-- Görev Tanımı A --
Acemoğlu haber metnine göre aşağıdaki soruları yanıtlayın.
(i) Daron Acemoğlu hangi kurumda iktisat profesörüdür?
(ii) Acemoğlu küresel likiditenin hangi iki krizde bol olduğunu vurgulamıştır?
(iii) Acemoğlu İstanbul'a hangi zirve için gelmiştir?
-- Görev Tanımı B --
Acemoğlu haber metninde "2001 ve 2008" sözcükleriyle başlayan kısmı "konuları Cumhuriyet’e değerlendirdi." sözcüklerinden sonra bitirerek yeniden yazın ve "küresel likiditenin" yerine "uluslararası likiditenin" koyun.
-- Görev Tanımı C --
Acemoğlu haber metnini kaldığı yerden sürdürün.

-- Belge Alıntısı --

»»

Dünyanın en çok alıntı yapılan 10 ekonomistinden biri olarak gösterilen Massachusetts Teknoloji Enstitüsü (MIT) İktisat Profesörü Daron Acemoğlu, Türkiye ekonomisindeki yapısal, siyasi ve yargı ile ilgili sorunlara dikkat çekerek bu şartlarda ABD Merkez Bankası’nın (Fed) faiz artırımının ekonomide bir şok etkisi yaratabileceğini, krizin 2008’deki gibi Türkiye’yi ‘teğet’ geçmeyeceğini söyledi.
2001 ve 2008 krizlerinde küresel likiditenin bol olduğuna vurgu yapan Acemoğlu, Fed politikalarının değişmesiyle birlikte Türkiye’nin bu avantajı kaybedeceğine işaret etti. Ünlü profesöre göre Türkiye, tüm gelişmekte olan ülkeleri etkileyecek olan bu dış şoka mevcut risklerle yakalanırsa bir toparlanma şansını yakalayamayabilir. G20’nin sivil toplum katılım ayağı C20 Zirvesi için istanbul’a gelen Daron Acemoğlu gazetemizin sorularını yanıtladı. Acemoğlu, Fed’in para politikalarından Türkiye ekonomisine gündemdeki konuları Cumhuriyet’e değerlendirdi.
* ABD’de faiz artışı yaklaşırken Türkiye ekonomisindeki en büyük risk sizce nedir?

««

-- Verilen Kayıtlar --
»»

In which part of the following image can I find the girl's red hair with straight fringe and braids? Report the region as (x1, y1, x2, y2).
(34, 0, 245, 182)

««
»»

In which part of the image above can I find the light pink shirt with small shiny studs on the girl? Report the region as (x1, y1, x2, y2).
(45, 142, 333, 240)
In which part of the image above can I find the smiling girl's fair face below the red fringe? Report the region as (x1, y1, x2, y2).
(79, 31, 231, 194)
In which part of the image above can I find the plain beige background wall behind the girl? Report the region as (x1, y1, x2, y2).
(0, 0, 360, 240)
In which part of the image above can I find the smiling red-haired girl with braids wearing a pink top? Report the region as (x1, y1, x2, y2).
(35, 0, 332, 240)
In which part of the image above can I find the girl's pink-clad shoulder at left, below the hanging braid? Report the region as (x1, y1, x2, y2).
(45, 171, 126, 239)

««

-- Yazılı Yanıt A --
(i) Massachusetts Teknoloji Enstitüsü (MIT).
(ii) 2001 ve 2008 krizlerinde.
(iii) G20'nin sivil toplum katılım ayağı C20 Zirvesi için.

-- Yazılı Yanıt B --
2001 ve 2008 krizlerinde uluslararası likiditenin bol olduğuna vurgu yapan Acemoğlu, Fed politikalarının değişmesiyle birlikte Türkiye’nin bu avantajı kaybedeceğine işaret etti. Ünlü profesöre göre Türkiye, tüm gelişmekte olan ülkeleri etkileyecek olan bu dış şoka mevcut risklerle yakalanırsa bir toparlanma şansını yakalayamayabilir. G20’nin sivil toplum katılım ayağı C20 Zirvesi için istanbul’a gelen Daron Acemoğlu gazetemizin sorularını yanıtladı. Acemoğlu, Fed’in para politikalarından Türkiye ekonomisine gündemdeki konuları Cumhuriyet’e değerlendirdi.

-- Yazılı Yanıt C --
Bence Türkiye ekonomisinin riskleri hala içten geliyor. Tabi ki dıştan gelen olaylar ivme verecekler ama içimizdeki ekonomik yapısal bozukluklar bence daha büyük tehlike. Yani eğer belirsizlik süreçleri olsun, yargı süreçleri, politik süreçler, reform süreçleri olsun doğru gitse dışarıdan gelen şok bizi biraz etkiler sonra toparlanırız. Öyle bir durumdayız ki dışarıdan gelen şok bizi etkilerse çok daha negatif etkileri olur diye korkuyorum.
Alternatif kalmayabilir
* 2008 krizi teğet geçti diye bir söylem vardı. Onun gibi olmayacak mı?
Evet olmayacak. Ve ikinci bir faktör de var bunun içinde. Hem 2001 krizinde hem 2008 krizinin sonunda bize yardım eden bir şey vardı. O da global likidite. 2001’de de global likidite biz kriz geçirdiğimiz zaman çok boldu. 2009’da da krizden etkilendiğimizde Fed parasal genişlemeye başlamıştı ve global yine likidite çoktu. Bu da bizim hızlı toparlanmamıza yardım etti. Ama şimdi durum öyle değil. Fed giderek para politikasını darlaştıracak. Ve o zaman global likidite olmadığı zaman bizim de biraz doğru şeyler yapıp hemen toparlanalım gibi bir alternatifimiz olmayabilir.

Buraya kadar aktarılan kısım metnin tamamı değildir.